--- Quoted passage ---

When we first learned we were headed to the NICU, I was sitting in the perinatologist’s office for a standard 20-week “advanced maternal age” ultrasound. At that point, the doctor didn’t think I’d make it to 24 weeks. Our son was diagnosed with IUGR, or restricted growth, and was showing multiple soft markers for a chromosomal abnormality. The prognosis was not good.
Fast forward to 36 weeks. I managed to keep him cooking, but delivered a very tiny 3lb. 9oz. baby during an emergency c-section. Initially we thought our stay in the NICU would be a few days or a couple of weeks. It turned into 44 days, two NICUs and an emergency bowel surgery to save his life.
Not quite what I expected.
Earlier this month, we celebrated one of two NICU reunions and I was reminded of my most important NICU lesson: gratitude. Our son just turned three and the progress he’s made is astounding. Yes, we’ve had nine hospital stays for a combined three months, six surgeries, more than a dozen specialists and nearly 200 therapy appointments. But, it is his contagious laugh, his joyful demeanor and his sweet, yet mischevious, smile that remind me every single obstacle was worth it.
It was the conversation with one of my neonatologists that has stuck with me. He said, “Luke has come so far, yet there are so few who really understand. I do. I understand, momma.” Then we shared the look and nod of understanding. It took all I had in me not to break down right there in the middle of the beautiful hospital courtyard. Dr. M was with us during our son’s most critical week of life. He walked alongside us and the incubator as we wheeled him into emergency surgery. Every time he gives me a hug or says “brilliant” (he’s English, so it always sounds smashing) I see the same glimmer of hope I held onto during that tumultuous NICU stay.
When I snap photos with our sweet nurses and see their eyes glisten as they peek at Luke, I know they know. “This is why I keep doing what I’m doing,” said one of Luke’s primary nurses. The NICU reunions keep us all grounded. As moms and dads, they remind us that we can weather something so utterly horrible. As doctors and nurses, our children are reminders that the work they do affects generations of families. To those other families, peering at us from hospital windows wondering what all the fuss is about, we give them hope that happiness may just be around the corner.

--- Data for review ---

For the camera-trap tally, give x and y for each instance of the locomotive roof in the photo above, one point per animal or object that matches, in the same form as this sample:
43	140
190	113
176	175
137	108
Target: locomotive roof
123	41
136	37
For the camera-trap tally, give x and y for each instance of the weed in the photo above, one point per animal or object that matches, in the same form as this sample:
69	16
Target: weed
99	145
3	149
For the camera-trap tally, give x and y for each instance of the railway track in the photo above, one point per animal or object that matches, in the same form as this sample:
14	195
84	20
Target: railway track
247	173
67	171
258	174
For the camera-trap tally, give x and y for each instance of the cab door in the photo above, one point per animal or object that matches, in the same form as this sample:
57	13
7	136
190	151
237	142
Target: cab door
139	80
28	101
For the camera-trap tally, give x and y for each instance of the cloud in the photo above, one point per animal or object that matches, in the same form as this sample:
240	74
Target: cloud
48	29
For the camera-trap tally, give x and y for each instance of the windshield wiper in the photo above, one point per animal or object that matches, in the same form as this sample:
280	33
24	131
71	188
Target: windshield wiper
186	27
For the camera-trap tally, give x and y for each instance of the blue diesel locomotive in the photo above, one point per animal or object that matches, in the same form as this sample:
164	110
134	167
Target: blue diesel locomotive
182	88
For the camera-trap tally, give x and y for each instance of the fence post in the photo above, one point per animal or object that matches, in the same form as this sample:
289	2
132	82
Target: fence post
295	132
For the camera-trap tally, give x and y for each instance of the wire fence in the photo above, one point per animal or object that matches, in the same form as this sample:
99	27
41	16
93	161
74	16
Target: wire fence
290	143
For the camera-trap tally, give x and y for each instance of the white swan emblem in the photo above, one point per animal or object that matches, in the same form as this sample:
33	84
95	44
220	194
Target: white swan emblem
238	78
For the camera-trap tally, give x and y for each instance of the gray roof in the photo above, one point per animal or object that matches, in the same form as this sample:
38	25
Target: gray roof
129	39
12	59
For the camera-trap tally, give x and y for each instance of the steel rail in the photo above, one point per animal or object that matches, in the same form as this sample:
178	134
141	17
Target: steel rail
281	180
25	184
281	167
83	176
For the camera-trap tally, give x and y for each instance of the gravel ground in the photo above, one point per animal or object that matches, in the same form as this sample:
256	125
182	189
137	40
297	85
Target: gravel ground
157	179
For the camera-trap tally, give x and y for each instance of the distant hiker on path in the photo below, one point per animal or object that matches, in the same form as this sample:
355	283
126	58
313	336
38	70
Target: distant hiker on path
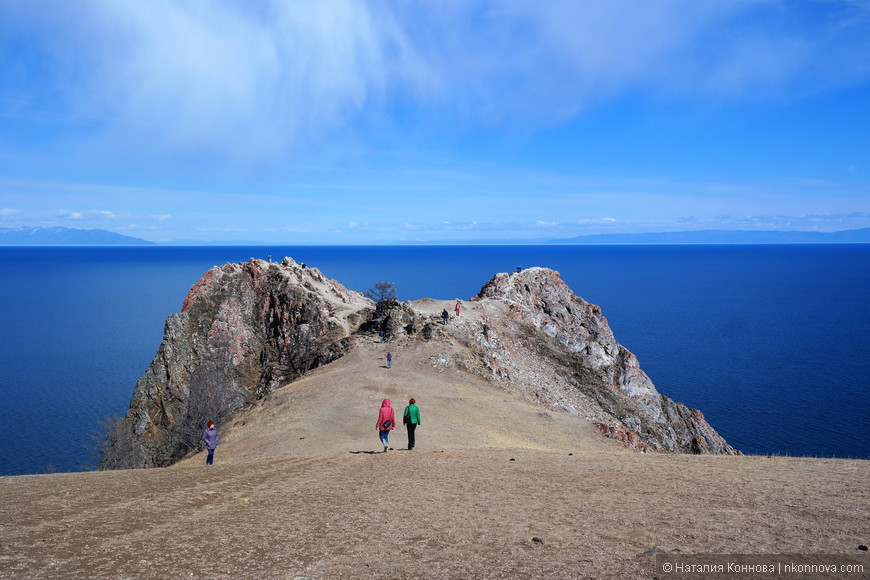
209	435
386	423
411	418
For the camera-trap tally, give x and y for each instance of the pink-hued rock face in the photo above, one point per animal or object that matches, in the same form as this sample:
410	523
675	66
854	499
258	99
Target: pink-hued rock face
244	329
247	329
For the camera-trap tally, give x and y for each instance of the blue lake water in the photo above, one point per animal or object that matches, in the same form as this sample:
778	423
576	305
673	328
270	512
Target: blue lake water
770	342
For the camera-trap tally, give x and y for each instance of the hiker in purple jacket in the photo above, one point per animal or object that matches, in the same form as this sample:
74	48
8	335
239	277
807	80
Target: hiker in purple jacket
209	435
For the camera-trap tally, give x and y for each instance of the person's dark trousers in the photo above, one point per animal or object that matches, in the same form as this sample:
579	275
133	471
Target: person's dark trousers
411	428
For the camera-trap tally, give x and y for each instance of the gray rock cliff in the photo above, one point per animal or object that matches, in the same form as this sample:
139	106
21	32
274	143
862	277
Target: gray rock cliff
244	330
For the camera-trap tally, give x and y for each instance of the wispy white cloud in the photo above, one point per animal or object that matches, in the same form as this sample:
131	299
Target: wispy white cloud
243	80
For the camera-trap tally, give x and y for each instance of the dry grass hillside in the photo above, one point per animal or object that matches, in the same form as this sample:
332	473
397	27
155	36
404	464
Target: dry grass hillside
498	487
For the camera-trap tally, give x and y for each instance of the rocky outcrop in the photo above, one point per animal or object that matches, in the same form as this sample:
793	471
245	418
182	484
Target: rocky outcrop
244	330
540	338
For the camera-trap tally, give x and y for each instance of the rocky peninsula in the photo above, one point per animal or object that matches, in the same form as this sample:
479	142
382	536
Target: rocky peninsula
544	451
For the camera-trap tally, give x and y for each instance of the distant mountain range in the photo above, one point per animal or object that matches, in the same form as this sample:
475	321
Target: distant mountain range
60	236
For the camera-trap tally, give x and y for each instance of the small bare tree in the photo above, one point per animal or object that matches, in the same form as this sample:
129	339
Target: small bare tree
382	292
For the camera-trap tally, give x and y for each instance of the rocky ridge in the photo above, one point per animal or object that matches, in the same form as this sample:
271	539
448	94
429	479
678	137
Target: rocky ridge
247	329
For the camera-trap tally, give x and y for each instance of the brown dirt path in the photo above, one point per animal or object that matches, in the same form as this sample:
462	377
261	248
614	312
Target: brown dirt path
299	491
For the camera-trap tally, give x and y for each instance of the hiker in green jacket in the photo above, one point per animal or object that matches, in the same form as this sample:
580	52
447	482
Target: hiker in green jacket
411	418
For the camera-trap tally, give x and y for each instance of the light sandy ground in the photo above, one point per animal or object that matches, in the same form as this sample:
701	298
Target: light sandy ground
300	490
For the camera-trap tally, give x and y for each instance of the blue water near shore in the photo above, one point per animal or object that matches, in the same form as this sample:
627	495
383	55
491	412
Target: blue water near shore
770	342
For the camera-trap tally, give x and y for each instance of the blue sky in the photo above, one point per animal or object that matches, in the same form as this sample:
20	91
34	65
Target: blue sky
389	121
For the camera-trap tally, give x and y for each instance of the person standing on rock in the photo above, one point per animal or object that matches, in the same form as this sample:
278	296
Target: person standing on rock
411	418
386	423
209	435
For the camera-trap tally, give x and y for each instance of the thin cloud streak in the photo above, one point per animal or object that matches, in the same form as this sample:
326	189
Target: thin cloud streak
246	81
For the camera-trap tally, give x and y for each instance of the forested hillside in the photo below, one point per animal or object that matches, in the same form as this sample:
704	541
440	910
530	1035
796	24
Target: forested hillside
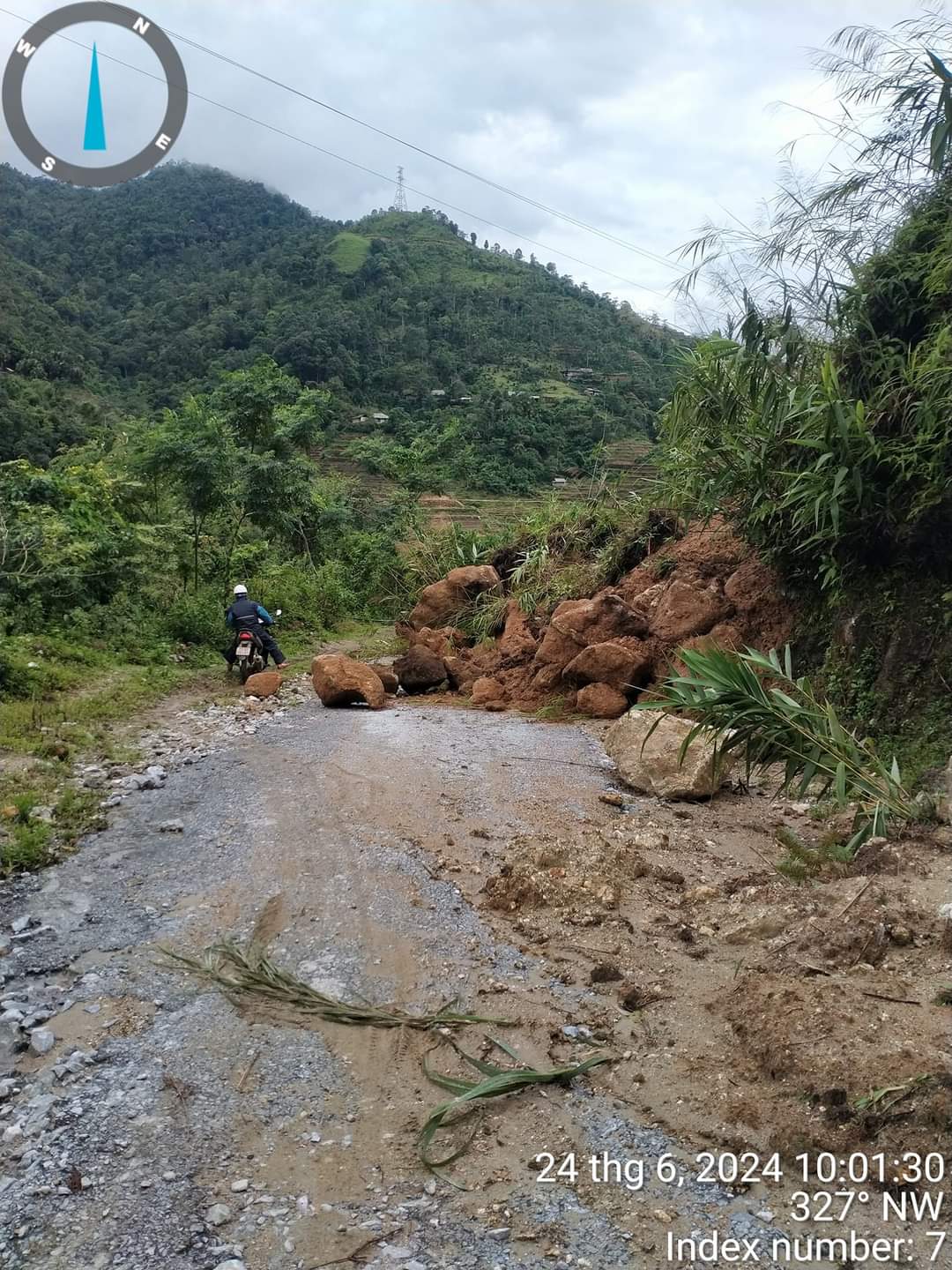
131	297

---

**Exercise brief:** Copy the stretch from "When we first" through "what I expected." in the account of a son's NICU stay, putting "infant" in place of "baby".

**Solution to the problem:**
When we first learned we were headed to the NICU, I was sitting in the perinatologist’s office for a standard 20-week “advanced maternal age” ultrasound. At that point, the doctor didn’t think I’d make it to 24 weeks. Our son was diagnosed with IUGR, or restricted growth, and was showing multiple soft markers for a chromosomal abnormality. The prognosis was not good.
Fast forward to 36 weeks. I managed to keep him cooking, but delivered a very tiny 3lb. 9oz. infant during an emergency c-section. Initially we thought our stay in the NICU would be a few days or a couple of weeks. It turned into 44 days, two NICUs and an emergency bowel surgery to save his life.
Not quite what I expected.